Given exercise:
Retype the data below exactly, starting at the line that contains "of the wooden" and ending at the line that contains "point(90, 87)", with both of those lines included.

╔══

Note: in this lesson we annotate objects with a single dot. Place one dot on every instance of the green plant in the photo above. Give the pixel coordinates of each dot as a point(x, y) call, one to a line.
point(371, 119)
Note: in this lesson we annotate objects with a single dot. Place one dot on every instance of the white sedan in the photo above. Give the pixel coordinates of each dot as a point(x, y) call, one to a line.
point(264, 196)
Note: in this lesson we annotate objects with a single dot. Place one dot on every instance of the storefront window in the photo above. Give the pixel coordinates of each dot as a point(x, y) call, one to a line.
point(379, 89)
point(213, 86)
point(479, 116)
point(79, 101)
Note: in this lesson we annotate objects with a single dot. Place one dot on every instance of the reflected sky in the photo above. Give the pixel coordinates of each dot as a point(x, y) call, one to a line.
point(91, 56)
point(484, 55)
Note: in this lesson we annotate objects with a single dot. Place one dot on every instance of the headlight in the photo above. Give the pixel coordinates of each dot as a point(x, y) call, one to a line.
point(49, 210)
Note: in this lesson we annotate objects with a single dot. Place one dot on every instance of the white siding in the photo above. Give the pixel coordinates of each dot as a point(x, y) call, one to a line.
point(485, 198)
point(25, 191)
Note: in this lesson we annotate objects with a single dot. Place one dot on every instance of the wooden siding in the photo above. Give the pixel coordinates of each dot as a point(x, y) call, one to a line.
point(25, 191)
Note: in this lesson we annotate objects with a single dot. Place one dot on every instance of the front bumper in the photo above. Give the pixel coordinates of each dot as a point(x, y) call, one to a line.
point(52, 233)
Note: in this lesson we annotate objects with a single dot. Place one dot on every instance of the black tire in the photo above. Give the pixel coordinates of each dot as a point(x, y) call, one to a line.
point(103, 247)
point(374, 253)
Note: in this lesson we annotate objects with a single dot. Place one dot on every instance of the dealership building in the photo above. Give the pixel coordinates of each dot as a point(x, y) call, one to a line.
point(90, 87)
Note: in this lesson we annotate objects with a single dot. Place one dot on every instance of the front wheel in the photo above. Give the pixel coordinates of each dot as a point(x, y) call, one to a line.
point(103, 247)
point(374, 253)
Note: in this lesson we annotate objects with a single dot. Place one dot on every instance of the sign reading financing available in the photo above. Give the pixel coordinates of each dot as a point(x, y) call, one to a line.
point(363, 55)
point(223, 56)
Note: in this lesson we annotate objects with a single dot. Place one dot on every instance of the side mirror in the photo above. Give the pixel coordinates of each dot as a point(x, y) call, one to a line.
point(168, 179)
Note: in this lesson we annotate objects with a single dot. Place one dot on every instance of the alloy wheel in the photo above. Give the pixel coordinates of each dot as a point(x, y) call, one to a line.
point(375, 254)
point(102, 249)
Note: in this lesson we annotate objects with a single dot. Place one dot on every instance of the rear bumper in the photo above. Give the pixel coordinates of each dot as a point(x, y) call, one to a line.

╚══

Completed task:
Note: in this lesson we annotate objects with a single dot. Place one dot on every instance of the wooden siding in the photo above. Give the pixel coordinates of each dot as a point(x, y) call, one to a line.
point(25, 191)
Note: in this lesson we annotate objects with a single dot. Place one dot on every instance of the front bumper in the photo above. Give the pixel coordinates of each dot as a point(x, y) call, one to a line.
point(52, 233)
Note: in this lesson we annotate objects with a single dot. Place one dot on every instance of the black tire in the photo above. Give the pixel coordinates of each dot as a point(x, y) call, one to a line.
point(103, 247)
point(374, 253)
Note: in this lesson we annotate objects with a single dot. Place one dot on every instance of the dealership building in the photo above. Give the pixel coordinates of each dot as a point(x, y) call, one to a line.
point(90, 87)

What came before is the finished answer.